■ Exercise brief:
Collect and copy out every line below that contains the word "small".

+++ Dataset records

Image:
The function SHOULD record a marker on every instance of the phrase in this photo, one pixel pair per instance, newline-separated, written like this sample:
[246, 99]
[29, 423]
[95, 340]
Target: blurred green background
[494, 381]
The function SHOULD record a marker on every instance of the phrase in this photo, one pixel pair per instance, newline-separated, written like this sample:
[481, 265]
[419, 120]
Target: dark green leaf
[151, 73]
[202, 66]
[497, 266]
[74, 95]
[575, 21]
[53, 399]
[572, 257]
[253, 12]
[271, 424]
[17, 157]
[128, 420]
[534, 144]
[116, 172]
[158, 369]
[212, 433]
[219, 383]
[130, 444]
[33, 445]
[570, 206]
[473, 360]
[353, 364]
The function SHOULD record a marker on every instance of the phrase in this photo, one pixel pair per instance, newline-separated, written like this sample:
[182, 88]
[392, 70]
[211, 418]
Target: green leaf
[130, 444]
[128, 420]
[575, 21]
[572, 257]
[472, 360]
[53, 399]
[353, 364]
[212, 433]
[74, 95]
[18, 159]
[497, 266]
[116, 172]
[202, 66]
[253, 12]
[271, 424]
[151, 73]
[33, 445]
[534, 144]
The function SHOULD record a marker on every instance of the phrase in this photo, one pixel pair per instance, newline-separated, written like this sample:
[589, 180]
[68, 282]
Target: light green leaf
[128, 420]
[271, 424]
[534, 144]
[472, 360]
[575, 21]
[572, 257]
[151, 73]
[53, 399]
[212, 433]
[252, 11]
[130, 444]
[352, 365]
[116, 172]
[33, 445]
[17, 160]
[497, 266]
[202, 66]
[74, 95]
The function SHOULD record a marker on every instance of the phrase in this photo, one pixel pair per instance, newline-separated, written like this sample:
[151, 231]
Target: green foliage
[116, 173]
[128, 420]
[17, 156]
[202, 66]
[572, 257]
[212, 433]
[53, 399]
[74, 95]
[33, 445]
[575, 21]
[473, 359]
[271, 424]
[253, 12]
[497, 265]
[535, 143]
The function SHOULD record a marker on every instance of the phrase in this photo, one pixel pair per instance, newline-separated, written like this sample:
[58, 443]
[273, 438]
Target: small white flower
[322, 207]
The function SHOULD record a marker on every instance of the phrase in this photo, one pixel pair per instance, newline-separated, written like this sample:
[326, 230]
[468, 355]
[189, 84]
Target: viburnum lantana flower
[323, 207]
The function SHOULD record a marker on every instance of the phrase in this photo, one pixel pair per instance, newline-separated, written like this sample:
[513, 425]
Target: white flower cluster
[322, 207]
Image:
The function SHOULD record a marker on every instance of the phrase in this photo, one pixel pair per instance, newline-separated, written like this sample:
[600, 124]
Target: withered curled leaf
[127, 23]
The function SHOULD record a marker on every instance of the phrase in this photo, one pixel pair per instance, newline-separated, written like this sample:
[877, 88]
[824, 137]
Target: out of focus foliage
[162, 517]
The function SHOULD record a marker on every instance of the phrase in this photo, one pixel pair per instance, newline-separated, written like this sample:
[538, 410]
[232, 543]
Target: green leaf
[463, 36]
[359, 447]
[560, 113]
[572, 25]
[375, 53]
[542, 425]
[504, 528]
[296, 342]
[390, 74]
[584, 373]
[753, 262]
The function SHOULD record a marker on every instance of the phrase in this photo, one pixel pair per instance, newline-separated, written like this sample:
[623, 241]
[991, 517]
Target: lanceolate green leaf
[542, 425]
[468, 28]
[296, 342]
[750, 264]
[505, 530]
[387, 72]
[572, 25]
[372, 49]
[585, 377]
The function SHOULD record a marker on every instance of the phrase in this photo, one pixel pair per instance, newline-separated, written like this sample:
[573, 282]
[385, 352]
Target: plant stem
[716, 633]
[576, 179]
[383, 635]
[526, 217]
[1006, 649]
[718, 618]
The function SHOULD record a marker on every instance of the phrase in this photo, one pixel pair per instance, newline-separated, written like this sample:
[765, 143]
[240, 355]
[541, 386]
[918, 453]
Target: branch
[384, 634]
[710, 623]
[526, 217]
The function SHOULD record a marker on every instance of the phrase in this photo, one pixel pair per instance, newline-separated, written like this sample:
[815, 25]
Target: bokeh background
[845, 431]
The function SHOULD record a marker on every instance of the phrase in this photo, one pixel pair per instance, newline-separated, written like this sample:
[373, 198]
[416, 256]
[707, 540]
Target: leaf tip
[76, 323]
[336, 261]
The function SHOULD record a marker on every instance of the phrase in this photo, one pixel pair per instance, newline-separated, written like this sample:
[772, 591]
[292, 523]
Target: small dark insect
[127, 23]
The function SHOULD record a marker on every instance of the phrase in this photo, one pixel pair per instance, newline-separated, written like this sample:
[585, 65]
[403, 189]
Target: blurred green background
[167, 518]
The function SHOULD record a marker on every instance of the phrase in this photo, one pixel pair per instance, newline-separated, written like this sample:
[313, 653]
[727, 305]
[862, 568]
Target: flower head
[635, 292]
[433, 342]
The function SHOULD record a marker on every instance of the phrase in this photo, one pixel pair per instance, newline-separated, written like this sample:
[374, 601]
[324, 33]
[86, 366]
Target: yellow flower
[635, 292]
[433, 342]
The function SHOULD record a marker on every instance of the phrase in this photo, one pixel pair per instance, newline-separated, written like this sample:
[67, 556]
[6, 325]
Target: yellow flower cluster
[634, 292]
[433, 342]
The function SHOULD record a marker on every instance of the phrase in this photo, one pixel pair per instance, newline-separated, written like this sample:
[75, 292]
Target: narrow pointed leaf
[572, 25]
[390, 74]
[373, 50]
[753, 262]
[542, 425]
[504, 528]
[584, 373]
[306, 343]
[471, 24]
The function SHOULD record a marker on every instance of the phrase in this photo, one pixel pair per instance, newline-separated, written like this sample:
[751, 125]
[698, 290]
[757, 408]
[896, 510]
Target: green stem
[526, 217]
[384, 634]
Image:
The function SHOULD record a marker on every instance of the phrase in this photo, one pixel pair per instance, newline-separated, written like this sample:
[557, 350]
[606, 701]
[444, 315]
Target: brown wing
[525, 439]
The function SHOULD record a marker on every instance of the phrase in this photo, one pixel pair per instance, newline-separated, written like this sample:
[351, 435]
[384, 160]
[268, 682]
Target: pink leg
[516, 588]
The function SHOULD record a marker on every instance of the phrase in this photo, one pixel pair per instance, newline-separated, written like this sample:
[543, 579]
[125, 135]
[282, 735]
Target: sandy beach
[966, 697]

++++++

■ Answer to the exercise:
Target: small white flower
Target: small dark insect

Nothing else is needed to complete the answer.